### RICHIESTA SCRITTA A
Ridimensiona soltanto le righe dell'elenco che vanno dalla riga con "Ground all instances of tree trunk." fino alla fine dell'elenco, entrambi gli estremi inclusi. Riscrivile tutte, richieste comprese, moltiplicando per 0,55 ogni coordinata dei riquadri nelle risposte e arrotondando all'intero, con le metà per eccesso.

________________________

Le videocamere per la sicurezza domestica senza fili sono sempre più diffuse: facili da installare, ricche di funzioni e a buon prezzo. Corrado Giustozzi, esperto di cybersicurezza: «Evitate i prodotti low cost, non danno garanzie su aggiornamenti e bug»

Telecamere wifi: agli italiani piacciono sempre di più – Secondo il 44% degli italiani, il primo motivo per acquistare un oggetto smart è ottenere una casa più sicura (lo dice il recente Osservatorio Internet of Things del Politecnico di Milano). Nel 2021 il mercato dei dispositivi per la smart security è cresciuto del 20% e le videocamere fanno la parte del leone. Capire perché non è difficile. Fino a qualche anno fa, creare un impianto di videosorveglianza era affare riservato ad aziende o privati facoltosi e con particolari esigenze di sicurezza. Si trattava di impianti filari, cioè con telecamere collegate via cavo, centraline di registrazione e necessità di gestire il materiale acquisito. Oggi è tutto diverso. Bastano poche decine di euro per acquistare una videocamera connessa o «Ip Camera» (Ip sta per protocollo Internet).
Che cosa possono fare le Ip Camera

Aumentando il budget è possibile portarsi a casa occhi elettronici con ottiche ultra-definite e spesso super-grandangolari, capaci di vedere anche di notte con i sensori a infrarossi, installabili all’esterno perché impermeabili, dotati di batterie e di Sim integrate per fare a meno di corrente e wifi. Non solo.

________________________

### RICHIESTA SCRITTA B
Copia integralmente il testo sulle videocamere wifi per la sicurezza domestica, senza alcuna modifica.

(Dati raccolti)

________________________

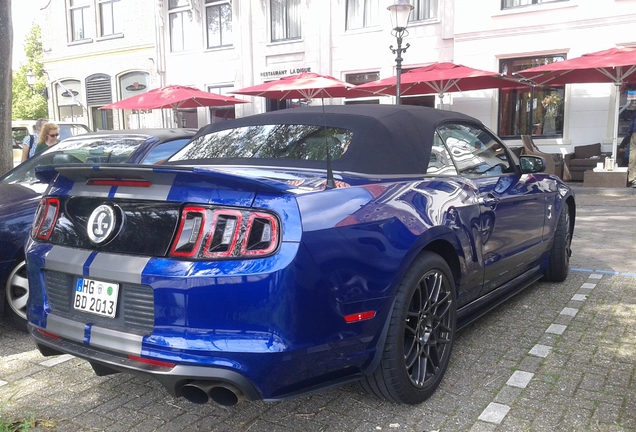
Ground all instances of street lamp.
[27,68,35,94]
[387,0,413,105]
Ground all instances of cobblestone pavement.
[0,187,636,432]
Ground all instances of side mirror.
[519,155,545,174]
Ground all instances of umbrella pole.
[612,82,621,163]
[320,97,336,189]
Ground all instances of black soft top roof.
[196,104,481,174]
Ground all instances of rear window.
[170,124,352,162]
[2,136,147,183]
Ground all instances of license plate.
[73,278,119,318]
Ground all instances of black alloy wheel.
[544,203,572,282]
[5,260,29,331]
[361,252,457,404]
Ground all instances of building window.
[55,79,88,124]
[209,85,236,121]
[119,72,154,129]
[69,0,91,42]
[409,0,439,22]
[205,0,233,48]
[344,71,380,105]
[501,0,569,9]
[168,0,194,52]
[346,0,380,30]
[270,0,300,42]
[499,55,565,137]
[99,0,122,37]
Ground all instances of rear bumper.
[29,324,262,400]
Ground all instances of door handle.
[477,195,499,207]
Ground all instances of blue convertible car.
[27,105,575,405]
[0,128,196,331]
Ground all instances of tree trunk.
[0,0,13,174]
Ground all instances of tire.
[544,204,572,282]
[4,261,29,332]
[360,252,457,404]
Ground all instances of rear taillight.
[31,198,60,240]
[171,207,207,257]
[170,206,280,259]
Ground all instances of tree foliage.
[0,2,13,174]
[12,25,49,120]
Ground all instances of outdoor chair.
[521,135,570,181]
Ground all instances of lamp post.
[27,68,35,94]
[387,0,413,105]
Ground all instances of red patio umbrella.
[101,85,248,110]
[230,72,370,99]
[356,62,526,98]
[516,48,636,158]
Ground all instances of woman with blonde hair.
[35,123,60,154]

________________________

### RISPOSTA COMPLETA A
Ground all instances of tree trunk.
[0,0,7,96]
Ground all instances of tire.
[299,112,315,155]
[2,144,16,183]
[198,139,251,222]
Ground all instances of rear taillight.
[17,109,33,132]
[94,114,114,141]
[94,113,154,142]
Ground all instances of tree foliage.
[0,1,7,96]
[7,14,27,66]
Ground all instances of outdoor chair.
[287,74,314,100]
Ground all instances of lamp post.
[15,37,19,52]
[213,0,227,58]
Ground all instances of red patio umbrella.
[56,47,136,61]
[127,40,204,54]
[196,34,289,54]
[284,26,350,87]
Ground all instances of woman with blonde hair.
[19,68,33,85]

### RISPOSTA COMPLETA B
Le videocamere per la sicurezza domestica senza fili sono sempre più diffuse: facili da installare, ricche di funzioni e a buon prezzo. Corrado Giustozzi, esperto di cybersicurezza: «Evitate i prodotti low cost, non danno garanzie su aggiornamenti e bug»

Telecamere wifi: agli italiani piacciono sempre di più – Secondo il 44% degli italiani, il primo motivo per acquistare un oggetto smart è ottenere una casa più sicura (lo dice il recente Osservatorio Internet of Things del Politecnico di Milano). Nel 2021 il mercato dei dispositivi per la smart security è cresciuto del 20% e le videocamere fanno la parte del leone. Capire perché non è difficile. Fino a qualche anno fa, creare un impianto di videosorveglianza era affare riservato ad aziende o privati facoltosi e con particolari esigenze di sicurezza. Si trattava di impianti filari, cioè con telecamere collegate via cavo, centraline di registrazione e necessità di gestire il materiale acquisito. Oggi è tutto diverso. Bastano poche decine di euro per acquistare una videocamera connessa o «Ip Camera» (Ip sta per protocollo Internet).
Che cosa possono fare le Ip Camera

Aumentando il budget è possibile portarsi a casa occhi elettronici con ottiche ultra-definite e spesso super-grandangolari, capaci di vedere anche di notte con i sensori a infrarossi, installabili all’esterno perché impermeabili, dotati di batterie e di Sim integrate per fare a meno di corrente e wifi. Non solo.